▶ TASK TO CARRY OUT:
Among the lines below, copy exactly those from the one with "Target: boy's long-sleeve shirt" through the one with "hillside, writing one line per instance.", counting both ends.

Records from a data collection:
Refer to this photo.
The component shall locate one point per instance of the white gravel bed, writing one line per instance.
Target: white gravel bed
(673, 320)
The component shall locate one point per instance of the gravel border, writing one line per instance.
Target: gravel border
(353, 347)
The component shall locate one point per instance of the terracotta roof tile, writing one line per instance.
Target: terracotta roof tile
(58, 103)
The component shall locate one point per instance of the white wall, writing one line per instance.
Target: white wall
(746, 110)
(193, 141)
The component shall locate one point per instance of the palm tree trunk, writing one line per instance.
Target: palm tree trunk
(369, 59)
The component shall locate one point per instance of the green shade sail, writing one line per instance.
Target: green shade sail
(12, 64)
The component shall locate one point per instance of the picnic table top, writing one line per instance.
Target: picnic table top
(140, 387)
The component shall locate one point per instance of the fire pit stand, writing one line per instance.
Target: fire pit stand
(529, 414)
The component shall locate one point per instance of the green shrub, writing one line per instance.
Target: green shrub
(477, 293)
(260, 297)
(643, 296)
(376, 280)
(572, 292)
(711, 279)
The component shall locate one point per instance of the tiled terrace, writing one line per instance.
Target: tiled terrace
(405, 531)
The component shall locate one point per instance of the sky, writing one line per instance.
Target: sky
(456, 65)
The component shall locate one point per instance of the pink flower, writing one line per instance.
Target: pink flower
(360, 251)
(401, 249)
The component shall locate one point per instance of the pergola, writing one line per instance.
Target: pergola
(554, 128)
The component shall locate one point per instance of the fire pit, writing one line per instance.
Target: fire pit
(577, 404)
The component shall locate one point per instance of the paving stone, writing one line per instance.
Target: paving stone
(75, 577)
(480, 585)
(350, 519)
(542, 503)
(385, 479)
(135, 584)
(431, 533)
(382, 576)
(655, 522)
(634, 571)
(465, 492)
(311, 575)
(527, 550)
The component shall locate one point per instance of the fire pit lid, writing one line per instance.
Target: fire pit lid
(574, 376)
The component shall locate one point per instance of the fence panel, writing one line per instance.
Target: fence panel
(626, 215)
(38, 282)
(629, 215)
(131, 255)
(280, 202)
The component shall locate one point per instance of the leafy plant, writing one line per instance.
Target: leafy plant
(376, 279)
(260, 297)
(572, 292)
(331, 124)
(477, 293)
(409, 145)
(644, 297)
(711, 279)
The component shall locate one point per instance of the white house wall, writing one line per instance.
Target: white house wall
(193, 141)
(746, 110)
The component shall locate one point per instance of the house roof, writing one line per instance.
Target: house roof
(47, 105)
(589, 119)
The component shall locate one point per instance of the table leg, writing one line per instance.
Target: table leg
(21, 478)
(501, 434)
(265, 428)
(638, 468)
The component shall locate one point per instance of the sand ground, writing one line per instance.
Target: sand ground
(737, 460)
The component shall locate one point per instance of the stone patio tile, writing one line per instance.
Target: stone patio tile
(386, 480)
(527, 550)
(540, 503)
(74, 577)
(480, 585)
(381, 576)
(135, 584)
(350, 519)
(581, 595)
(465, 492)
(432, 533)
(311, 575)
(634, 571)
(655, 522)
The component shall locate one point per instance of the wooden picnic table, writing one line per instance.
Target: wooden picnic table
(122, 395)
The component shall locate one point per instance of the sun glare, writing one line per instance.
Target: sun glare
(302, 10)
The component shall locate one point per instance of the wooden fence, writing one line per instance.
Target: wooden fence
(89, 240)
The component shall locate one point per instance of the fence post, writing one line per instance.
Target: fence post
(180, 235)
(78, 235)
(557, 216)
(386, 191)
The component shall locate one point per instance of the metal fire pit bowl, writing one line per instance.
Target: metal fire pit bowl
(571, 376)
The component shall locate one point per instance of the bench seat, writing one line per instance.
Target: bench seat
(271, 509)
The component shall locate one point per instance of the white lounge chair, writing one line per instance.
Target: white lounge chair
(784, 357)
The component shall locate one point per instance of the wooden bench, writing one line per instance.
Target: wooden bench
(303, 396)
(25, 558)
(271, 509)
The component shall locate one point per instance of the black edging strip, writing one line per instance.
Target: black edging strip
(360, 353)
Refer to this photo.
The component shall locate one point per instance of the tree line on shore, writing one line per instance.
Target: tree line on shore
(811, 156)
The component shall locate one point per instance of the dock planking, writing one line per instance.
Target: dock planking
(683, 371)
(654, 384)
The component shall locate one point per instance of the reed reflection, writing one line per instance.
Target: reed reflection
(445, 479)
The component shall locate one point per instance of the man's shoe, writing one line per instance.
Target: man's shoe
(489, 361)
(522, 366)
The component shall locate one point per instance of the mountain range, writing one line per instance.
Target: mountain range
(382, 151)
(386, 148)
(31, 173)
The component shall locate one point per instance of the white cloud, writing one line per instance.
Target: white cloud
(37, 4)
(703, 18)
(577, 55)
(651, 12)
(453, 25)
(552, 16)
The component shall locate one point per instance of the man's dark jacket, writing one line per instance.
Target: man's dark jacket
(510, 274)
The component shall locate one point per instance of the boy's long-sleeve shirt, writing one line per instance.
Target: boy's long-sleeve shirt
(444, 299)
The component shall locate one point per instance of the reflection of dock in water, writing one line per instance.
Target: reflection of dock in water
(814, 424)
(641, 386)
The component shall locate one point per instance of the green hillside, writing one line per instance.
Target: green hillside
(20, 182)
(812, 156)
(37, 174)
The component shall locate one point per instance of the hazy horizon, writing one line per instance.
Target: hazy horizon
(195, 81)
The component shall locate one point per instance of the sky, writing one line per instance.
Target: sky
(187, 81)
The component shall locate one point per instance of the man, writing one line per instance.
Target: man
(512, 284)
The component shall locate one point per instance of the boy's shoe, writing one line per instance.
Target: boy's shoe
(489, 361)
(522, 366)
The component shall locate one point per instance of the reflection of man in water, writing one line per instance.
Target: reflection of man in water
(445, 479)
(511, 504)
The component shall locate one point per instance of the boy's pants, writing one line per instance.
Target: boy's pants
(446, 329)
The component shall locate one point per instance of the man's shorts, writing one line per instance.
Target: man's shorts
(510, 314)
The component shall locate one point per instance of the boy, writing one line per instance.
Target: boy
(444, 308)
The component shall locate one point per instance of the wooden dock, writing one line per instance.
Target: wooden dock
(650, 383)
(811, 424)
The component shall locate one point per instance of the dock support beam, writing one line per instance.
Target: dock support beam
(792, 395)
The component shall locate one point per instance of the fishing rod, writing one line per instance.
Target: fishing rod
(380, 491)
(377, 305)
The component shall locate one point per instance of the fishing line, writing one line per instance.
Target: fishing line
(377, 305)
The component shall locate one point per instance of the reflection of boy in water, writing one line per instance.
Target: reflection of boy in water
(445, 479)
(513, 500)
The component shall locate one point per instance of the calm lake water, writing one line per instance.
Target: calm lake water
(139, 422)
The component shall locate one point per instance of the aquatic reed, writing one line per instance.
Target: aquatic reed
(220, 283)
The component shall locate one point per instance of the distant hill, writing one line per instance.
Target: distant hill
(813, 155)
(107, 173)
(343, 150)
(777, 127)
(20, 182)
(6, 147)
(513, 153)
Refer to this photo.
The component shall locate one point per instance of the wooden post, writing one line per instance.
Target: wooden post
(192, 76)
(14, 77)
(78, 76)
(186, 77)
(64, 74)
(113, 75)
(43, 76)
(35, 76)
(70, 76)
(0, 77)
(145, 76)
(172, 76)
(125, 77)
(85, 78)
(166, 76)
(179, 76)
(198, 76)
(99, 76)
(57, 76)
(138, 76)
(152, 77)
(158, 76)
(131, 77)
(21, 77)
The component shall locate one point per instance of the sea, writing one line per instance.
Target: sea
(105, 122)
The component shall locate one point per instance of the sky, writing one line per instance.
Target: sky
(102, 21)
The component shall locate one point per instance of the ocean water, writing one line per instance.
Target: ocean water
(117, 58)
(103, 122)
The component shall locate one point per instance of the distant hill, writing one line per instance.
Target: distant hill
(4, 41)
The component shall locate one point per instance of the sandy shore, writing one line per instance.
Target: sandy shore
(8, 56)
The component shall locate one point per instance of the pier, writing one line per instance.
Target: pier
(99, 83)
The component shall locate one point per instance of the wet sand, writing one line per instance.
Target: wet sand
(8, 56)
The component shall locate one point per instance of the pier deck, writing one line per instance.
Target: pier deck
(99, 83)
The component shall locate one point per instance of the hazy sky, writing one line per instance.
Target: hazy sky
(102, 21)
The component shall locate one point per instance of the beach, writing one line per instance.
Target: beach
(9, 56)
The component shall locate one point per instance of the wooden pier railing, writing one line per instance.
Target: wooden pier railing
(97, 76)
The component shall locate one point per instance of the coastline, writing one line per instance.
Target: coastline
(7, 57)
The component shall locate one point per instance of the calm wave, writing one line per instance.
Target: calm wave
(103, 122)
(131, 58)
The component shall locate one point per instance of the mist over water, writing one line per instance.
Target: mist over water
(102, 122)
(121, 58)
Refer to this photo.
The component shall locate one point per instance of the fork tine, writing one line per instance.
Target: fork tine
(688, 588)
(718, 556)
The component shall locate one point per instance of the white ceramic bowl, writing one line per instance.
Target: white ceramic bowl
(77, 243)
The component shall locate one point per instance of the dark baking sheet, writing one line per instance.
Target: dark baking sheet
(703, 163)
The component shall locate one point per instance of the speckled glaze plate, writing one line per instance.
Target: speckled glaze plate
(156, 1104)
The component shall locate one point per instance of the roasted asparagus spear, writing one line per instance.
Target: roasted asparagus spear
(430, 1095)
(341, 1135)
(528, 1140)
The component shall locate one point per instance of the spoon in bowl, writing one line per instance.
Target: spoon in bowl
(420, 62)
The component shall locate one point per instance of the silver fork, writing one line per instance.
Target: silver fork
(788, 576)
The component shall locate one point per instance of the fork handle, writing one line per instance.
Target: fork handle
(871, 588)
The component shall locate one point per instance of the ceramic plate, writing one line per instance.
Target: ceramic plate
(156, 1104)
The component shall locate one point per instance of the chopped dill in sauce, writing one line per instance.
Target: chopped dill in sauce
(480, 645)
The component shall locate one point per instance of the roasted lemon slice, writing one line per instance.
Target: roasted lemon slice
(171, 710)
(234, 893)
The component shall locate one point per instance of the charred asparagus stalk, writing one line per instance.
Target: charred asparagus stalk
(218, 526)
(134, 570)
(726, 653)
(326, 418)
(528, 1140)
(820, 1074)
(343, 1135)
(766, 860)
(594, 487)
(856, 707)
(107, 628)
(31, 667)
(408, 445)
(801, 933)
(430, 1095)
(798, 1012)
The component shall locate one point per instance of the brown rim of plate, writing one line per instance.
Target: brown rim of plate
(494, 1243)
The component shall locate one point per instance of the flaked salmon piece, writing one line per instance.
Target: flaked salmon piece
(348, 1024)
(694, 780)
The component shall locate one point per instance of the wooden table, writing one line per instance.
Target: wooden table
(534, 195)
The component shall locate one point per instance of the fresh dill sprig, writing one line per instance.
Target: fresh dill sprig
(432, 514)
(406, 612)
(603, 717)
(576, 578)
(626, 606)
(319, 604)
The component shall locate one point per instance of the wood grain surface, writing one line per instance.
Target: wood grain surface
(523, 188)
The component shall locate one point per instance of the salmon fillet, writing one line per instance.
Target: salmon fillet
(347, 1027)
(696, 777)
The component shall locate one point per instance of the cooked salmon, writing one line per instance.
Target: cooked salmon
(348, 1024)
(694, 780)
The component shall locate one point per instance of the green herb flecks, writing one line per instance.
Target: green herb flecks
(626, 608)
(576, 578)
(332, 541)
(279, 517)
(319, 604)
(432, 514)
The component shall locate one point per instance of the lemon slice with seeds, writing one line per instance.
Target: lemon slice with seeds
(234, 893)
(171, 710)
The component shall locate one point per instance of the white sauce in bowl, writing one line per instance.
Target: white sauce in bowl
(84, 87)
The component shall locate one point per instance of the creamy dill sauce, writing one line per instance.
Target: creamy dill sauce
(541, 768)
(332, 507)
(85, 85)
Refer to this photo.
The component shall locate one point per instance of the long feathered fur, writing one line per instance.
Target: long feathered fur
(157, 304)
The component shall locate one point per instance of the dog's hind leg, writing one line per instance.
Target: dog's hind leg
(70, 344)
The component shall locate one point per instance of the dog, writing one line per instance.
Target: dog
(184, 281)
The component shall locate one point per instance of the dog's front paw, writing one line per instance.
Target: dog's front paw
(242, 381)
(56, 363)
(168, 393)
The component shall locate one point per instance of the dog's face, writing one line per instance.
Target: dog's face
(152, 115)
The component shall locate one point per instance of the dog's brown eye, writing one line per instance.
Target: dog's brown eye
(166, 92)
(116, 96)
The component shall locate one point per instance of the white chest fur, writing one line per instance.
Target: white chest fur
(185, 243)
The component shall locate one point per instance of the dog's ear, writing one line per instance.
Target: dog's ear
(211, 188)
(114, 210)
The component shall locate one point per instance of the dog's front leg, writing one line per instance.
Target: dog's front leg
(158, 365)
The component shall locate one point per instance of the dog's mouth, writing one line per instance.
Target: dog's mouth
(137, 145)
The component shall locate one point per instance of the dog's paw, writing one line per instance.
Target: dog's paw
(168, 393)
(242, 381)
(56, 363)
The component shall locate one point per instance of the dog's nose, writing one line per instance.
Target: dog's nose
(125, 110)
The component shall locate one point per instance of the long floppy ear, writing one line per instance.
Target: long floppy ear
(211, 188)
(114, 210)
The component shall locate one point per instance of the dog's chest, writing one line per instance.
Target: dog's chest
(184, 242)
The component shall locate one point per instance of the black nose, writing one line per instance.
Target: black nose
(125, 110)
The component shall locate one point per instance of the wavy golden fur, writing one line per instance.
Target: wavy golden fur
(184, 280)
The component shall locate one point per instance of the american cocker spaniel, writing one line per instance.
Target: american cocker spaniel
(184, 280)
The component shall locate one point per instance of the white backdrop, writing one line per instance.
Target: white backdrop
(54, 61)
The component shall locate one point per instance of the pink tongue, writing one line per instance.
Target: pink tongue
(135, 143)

▶ ANSWER:
Target: boy's long-sleeve shirt
(444, 299)
The component shall locate one point per instance of the reflection of dock in water, writing one line per instance.
Target: reflection of dock in water
(814, 424)
(641, 386)
The component shall locate one point per instance of the green hillside, writing one line per instance.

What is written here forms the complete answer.